### The problem
Write out, word for word, every line in the data below from the one containing "[indicate] ornamental grass" to the one containing "[indicate] red brick", both of them included.

### Data to examine
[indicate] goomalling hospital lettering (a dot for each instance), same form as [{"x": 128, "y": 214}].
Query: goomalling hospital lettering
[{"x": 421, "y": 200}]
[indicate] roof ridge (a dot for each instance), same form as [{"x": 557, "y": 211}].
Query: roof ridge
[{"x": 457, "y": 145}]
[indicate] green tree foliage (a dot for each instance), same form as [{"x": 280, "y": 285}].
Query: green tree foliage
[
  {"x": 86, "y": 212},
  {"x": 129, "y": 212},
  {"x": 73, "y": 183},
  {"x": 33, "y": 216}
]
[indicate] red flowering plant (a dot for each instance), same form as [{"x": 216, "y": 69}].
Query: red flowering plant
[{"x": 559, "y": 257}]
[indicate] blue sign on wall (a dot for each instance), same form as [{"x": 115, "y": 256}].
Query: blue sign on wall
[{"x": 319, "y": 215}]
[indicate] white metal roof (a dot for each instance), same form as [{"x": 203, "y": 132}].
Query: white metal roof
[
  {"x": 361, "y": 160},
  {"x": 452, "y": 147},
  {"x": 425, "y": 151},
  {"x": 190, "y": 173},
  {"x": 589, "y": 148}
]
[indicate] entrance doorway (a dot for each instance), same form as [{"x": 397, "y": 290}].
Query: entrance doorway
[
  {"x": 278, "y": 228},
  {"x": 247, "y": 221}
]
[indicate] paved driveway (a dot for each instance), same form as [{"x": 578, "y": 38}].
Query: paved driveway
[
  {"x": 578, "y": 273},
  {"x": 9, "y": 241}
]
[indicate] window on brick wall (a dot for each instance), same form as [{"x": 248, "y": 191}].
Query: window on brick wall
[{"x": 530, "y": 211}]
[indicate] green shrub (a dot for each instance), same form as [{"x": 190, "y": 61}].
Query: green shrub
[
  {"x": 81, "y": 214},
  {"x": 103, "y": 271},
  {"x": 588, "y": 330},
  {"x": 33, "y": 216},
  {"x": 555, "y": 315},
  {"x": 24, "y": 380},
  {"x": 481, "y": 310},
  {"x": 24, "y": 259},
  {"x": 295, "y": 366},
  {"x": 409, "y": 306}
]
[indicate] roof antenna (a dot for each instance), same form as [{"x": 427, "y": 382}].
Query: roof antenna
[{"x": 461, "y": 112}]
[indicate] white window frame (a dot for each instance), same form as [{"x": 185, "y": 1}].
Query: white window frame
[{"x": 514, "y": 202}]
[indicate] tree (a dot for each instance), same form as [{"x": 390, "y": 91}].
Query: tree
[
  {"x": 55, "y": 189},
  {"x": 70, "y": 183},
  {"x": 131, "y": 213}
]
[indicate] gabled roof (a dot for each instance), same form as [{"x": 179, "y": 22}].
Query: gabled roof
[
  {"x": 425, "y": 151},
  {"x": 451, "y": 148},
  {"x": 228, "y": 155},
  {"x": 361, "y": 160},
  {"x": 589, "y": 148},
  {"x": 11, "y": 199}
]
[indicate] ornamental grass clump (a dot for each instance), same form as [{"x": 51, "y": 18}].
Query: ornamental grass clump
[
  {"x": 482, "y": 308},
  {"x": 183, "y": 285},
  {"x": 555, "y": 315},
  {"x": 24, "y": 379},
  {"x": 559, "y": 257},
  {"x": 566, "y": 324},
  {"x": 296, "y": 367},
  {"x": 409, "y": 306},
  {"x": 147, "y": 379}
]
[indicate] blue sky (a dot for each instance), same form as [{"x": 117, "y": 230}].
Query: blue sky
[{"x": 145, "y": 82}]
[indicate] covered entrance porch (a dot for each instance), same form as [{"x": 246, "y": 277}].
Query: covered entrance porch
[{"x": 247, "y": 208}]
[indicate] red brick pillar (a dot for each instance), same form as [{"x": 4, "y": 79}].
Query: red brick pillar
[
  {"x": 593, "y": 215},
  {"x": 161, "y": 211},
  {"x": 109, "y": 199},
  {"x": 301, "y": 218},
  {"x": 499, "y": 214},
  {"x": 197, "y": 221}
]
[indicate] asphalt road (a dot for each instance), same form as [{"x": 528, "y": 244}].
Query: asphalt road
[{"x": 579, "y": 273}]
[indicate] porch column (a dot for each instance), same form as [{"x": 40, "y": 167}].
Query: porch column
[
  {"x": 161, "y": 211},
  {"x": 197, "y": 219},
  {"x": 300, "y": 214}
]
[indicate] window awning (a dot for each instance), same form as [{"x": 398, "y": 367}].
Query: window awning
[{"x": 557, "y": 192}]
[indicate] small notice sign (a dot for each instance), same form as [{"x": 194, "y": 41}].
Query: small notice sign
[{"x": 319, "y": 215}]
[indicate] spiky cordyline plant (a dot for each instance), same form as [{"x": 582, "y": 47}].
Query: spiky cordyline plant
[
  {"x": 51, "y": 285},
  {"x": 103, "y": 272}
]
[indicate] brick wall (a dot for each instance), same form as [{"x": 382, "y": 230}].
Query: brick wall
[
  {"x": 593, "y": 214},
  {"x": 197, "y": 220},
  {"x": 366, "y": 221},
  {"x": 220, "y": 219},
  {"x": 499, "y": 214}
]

### Exercise response
[indicate] ornamental grass clump (a dot for each instance), same form as [{"x": 51, "y": 18}].
Query: ornamental grass clump
[
  {"x": 482, "y": 308},
  {"x": 183, "y": 285},
  {"x": 555, "y": 315},
  {"x": 24, "y": 379},
  {"x": 559, "y": 257},
  {"x": 566, "y": 324},
  {"x": 296, "y": 367},
  {"x": 409, "y": 306},
  {"x": 147, "y": 379}
]
[indicate] blue sky (a dot for each instance), same form as [{"x": 117, "y": 230}].
Query: blue sky
[{"x": 145, "y": 82}]
[indicate] covered entrance porch (a dot for each instance), same form as [{"x": 246, "y": 277}].
Query: covered entrance porch
[{"x": 247, "y": 208}]
[indicate] red brick pillar (a dot for each instance), same form as [{"x": 4, "y": 79}].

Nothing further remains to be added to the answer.